◆ TEXT PROVIDED
++++++++++

Initially, a VoIP call exists between an AT 36 or MGw 88 (connecting to the PSTN 86) and the PDSN 32, as indicated in the call diagram of FIG. 7A at 91. The voice packets are communicated between the PDSN 32 and the hybrid AT/MT 66 via the PD BSC 34, as indicated at 92.

Referring to FIGS. 7A and 8A, the hybrid AT/MT 66 sends a channel quality indicator to the PD BSC 32 (block 94). The PD BSC 34 analyzes the channel quality indicator and determines a handoff to the circuit switched wireless network 20 is required (block 96). The PD BSC 34 sends a handoff indication to the HO Function 62, including the IMSI and target-MSCID (block 98). The HO Function 62 selects and allocates a MGw 64 with a dedicated handoff trunk to the target MSC 22 (block 100). The HO Function 62 includes a MGCF, and controls the MGw 64 via MEGACO/H.248 commands. The MGw 64 acknowledges (block 102).

At this point, the network activity may be logically divided into two parallel flows, as indicated in the flow diagram of FIG. 8A as flows 1 and 2. Flow 1 facilitates the handoff of the hybrid AT/MT 66 from the PD BSC 34 to the SC BSC 24. Flow 2 directs SIP commands into the IMS network 40 to set up the dialogues necessary to direct media (VoIP packets) between the other party and the MGw 64.

Considering flow 1 first (beginning with FIG. 8B), the HO Function 64 sends an emulated circuit switched handoff request to the MSC 22 (block 104). The emulated circuit switched handoff request may for example comprise an IS-41 FACDIR2 signal. The request includes an indication of the dedicated trunk to the allocated MGw 64, such as in a CircuitID parameter. The HO Request may be generated by the HO Function 62 in response to the handoff indication received from the PD BSC 34. Alternatively, the handoff indication may comprise an encapsulated emulated circuit switched handoff request that the PD BSC 34 generated; in this case, the HO Function 62 simply decapsulates the HO Request and forwards it to the MSC 22.

The MSC 22 queries the SC BSC 24 for handoff radio parameters (block 106). The SC BSC 24 allocates a channel for the hybrid AT/MT 66 (block 108). The SC BSC 24 sends the handoff radio parameters to the MSC 22 (block 110). The MSC 22 sends the handoff radio parameters received from the SC BSC 24 to the HO Function 62 (block 112).

++++++++++

◆ EXTRACTED MATERIAL
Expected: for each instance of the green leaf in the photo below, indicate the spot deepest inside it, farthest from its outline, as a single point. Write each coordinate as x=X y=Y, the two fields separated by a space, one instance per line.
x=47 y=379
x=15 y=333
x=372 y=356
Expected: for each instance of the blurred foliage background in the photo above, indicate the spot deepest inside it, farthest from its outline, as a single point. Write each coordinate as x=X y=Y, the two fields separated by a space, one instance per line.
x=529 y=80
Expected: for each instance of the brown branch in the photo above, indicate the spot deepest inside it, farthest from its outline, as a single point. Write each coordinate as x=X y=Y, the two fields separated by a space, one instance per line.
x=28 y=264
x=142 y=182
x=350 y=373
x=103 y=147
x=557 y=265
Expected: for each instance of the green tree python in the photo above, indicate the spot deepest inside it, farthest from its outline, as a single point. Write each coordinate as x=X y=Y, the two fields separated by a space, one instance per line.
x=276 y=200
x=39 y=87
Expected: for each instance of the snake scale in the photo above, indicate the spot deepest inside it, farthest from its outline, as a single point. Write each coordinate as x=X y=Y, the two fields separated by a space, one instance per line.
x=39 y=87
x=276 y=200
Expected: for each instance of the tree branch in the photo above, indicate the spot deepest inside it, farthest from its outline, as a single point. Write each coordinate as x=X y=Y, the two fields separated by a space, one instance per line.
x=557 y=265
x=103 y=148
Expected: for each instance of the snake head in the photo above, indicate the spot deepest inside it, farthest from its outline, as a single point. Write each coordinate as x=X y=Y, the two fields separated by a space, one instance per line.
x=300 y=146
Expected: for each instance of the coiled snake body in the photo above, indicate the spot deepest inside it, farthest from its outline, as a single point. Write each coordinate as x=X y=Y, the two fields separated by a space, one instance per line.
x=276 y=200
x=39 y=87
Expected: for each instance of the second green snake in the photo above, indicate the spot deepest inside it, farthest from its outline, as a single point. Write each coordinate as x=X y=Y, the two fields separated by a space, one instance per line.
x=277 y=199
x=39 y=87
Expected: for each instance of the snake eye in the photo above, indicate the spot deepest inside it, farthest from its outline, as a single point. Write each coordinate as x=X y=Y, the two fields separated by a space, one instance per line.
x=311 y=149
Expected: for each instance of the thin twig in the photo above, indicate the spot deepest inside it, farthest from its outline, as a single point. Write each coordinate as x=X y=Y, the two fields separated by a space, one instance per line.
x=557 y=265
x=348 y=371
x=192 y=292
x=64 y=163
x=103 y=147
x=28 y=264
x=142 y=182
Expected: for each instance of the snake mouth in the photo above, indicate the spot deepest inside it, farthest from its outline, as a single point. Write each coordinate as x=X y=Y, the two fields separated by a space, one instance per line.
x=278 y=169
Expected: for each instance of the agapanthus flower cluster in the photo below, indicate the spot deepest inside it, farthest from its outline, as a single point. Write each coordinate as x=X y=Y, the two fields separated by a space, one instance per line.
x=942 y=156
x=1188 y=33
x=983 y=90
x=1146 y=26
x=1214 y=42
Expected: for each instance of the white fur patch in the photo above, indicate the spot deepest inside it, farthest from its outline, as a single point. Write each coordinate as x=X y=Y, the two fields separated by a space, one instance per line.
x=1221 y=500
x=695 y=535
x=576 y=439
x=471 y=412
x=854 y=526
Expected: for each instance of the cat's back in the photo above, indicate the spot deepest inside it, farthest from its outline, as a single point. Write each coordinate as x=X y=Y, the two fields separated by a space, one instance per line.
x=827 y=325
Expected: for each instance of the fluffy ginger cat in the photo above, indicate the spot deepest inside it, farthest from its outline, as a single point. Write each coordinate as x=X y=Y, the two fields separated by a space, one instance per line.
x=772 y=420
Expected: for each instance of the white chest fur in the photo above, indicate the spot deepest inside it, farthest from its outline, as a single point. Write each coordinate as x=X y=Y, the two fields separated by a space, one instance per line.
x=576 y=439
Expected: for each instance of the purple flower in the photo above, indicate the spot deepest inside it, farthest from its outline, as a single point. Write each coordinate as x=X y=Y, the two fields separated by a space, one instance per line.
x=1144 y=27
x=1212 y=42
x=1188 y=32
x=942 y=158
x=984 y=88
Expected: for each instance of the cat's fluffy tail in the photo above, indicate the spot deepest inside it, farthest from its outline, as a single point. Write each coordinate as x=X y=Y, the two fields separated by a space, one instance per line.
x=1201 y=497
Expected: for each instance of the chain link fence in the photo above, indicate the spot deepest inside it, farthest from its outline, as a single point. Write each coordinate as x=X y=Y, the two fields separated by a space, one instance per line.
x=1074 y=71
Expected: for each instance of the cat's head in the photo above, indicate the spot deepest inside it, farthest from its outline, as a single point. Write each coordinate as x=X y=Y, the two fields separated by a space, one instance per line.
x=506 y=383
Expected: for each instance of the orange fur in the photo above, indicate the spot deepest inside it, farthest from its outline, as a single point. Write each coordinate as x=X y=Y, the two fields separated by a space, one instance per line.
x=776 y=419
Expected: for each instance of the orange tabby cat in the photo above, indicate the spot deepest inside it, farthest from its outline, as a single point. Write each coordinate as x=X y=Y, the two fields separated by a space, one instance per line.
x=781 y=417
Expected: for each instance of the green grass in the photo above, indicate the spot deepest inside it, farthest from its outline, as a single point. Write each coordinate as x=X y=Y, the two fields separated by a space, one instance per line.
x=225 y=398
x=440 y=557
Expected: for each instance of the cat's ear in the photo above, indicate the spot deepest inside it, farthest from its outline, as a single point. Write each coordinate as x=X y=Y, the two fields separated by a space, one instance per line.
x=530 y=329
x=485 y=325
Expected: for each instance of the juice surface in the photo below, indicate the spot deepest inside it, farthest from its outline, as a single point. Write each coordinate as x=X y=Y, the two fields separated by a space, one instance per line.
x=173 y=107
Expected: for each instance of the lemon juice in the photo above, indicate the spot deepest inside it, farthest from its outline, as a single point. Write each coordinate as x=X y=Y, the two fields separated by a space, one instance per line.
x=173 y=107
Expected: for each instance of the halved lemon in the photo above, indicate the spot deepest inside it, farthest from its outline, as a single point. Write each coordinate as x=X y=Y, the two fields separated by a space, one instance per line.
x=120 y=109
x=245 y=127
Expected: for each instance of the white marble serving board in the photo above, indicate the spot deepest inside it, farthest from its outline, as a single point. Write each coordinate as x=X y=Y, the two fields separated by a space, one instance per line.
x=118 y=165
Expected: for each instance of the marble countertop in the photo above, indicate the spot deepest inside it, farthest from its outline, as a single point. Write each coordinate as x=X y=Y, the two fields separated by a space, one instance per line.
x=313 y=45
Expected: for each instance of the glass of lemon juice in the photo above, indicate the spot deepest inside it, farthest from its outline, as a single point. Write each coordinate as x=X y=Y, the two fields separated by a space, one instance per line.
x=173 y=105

++++++++++

◆ THE TASKS
1/ Using the handoff excerpt, answer the following:
(a) Besides the handoff indication itself, what two items does the PD BSC send to the HO Function?
(b) By what commands does the HO Function control the MGw?
(c) What signal may the emulated circuit switched handoff request comprise?
2/ Reproduce word for word the passage of the handoff excerpt from "Considering flow 1" to "the MSC 22.".

◆ OUTPUTS
1/
(a) The IMSI and the target-MSCID.
(b) MEGACO/H.248 commands.
(c) An IS-41 FACDIR2 signal.

2/
Considering flow 1 first (beginning with FIG. 8B), the HO Function 64 sends an emulated circuit switched handoff request to the MSC 22 (block 104). The emulated circuit switched handoff request may for example comprise an IS-41 FACDIR2 signal. The request includes an indication of the dedicated trunk to the allocated MGw 64, such as in a CircuitID parameter. The HO Request may be generated by the HO Function 62 in response to the handoff indication received from the PD BSC 34. Alternatively, the handoff indication may comprise an encapsulated emulated circuit switched handoff request that the PD BSC 34 generated; in this case, the HO Function 62 simply decapsulates the HO Request and forwards it to the MSC 22.